**Excerpt:**
- Occupation: Television personality
- Years active: 2013–present
- Television: Gogglebox 100 Years Younger in 21 Days

= Sandra Martin (TV personality) =

English television personality (born 1962)

Sandra Martin is an English television personality, known for appearing on Channel 4 programme Gogglebox between 2013 and 2017.

==Life and career==
Martin is from Brixton, London. In 1984, she served six months in prison after being convicted of fraud. In 2013, Martin was living off benefits when she was approached in a pub by a Channel 4 production member to become a cast member on the reality programme Gogglebox, and when asked if there was anyone who could appear alongside her, she suggested her friend Sandi Bogle. After Bogle left the show after eight series in 2016, Martin was joined alongside her daughter Chanchez for the ninth series. Martin announced her departure from the show in July 2017.

**Data section:**
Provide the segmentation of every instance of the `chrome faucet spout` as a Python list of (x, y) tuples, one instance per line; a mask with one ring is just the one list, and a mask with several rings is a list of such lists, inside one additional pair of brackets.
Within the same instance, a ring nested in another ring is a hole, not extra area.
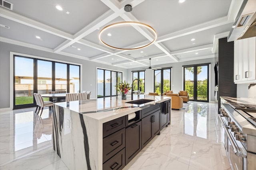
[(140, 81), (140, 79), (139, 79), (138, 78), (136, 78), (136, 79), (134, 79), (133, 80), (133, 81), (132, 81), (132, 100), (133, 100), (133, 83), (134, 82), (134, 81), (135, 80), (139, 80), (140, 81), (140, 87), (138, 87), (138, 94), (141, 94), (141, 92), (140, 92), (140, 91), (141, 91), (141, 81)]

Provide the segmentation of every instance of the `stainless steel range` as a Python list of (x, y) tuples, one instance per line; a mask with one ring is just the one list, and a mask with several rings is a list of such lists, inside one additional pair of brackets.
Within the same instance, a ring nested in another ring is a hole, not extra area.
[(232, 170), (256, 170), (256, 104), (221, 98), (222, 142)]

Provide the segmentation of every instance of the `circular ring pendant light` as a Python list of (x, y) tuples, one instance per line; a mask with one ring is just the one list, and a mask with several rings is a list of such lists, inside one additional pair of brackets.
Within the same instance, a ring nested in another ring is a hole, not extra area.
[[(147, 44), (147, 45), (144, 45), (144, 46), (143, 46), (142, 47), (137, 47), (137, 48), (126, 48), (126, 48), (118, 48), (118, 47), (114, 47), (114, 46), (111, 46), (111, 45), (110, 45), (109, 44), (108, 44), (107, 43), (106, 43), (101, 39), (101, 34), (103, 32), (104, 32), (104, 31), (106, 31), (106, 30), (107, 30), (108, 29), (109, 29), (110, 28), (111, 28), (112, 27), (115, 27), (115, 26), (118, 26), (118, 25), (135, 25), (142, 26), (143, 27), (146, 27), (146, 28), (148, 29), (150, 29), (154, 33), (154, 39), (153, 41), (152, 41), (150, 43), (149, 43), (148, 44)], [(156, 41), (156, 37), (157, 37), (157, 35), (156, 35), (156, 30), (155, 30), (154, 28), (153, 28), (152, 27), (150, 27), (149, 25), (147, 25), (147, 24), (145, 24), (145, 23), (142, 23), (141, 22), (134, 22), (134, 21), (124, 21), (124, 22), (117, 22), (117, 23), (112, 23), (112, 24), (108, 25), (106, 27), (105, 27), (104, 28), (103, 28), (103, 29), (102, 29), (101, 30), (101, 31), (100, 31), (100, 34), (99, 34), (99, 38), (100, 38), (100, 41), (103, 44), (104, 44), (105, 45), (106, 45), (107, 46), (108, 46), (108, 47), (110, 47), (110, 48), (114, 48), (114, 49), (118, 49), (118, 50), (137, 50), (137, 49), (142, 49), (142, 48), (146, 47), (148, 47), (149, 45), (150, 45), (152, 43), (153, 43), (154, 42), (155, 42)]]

**Objectives:**
- 1) Say whether each statement agrees with the Sandra Martin text, answering yes or no and quoting the deciding words: (a) Martin proposed her friend Sandi Bogle as her Gogglebox partner; (b) Martin spent a year in prison in 1984; (c) Martin's daughter joined her for the tenth series.
- 2) Give the records again, from their first line through the line that contains "[(232, 170), (256, 170), (256, 104), (221, 98), (222, 142)]", and leave out the pictures.

**Solutions to each task:**
- 1)
(a) Yes: "she suggested her friend Sandi Bogle"
(b) No: "In 1984, she served six months in prison after being convicted of fraud."
(c) No: "Martin was joined alongside her daughter Chanchez for the ninth series."

- 2)
Provide the segmentation of every instance of the `chrome faucet spout` as a Python list of (x, y) tuples, one instance per line; a mask with one ring is just the one list, and a mask with several rings is a list of such lists, inside one additional pair of brackets.
Within the same instance, a ring nested in another ring is a hole, not extra area.
[(140, 81), (140, 79), (139, 79), (138, 78), (136, 78), (136, 79), (134, 79), (133, 80), (133, 81), (132, 81), (132, 100), (133, 100), (133, 83), (134, 82), (134, 81), (135, 80), (139, 80), (140, 81), (140, 87), (138, 87), (138, 94), (141, 94), (141, 92), (140, 92), (140, 91), (141, 91), (141, 81)]

Provide the segmentation of every instance of the `stainless steel range` as a Python list of (x, y) tuples, one instance per line; a mask with one ring is just the one list, and a mask with several rings is a list of such lists, inside one additional pair of brackets.
Within the same instance, a ring nested in another ring is a hole, not extra area.
[(232, 170), (256, 170), (256, 104), (221, 98), (222, 142)]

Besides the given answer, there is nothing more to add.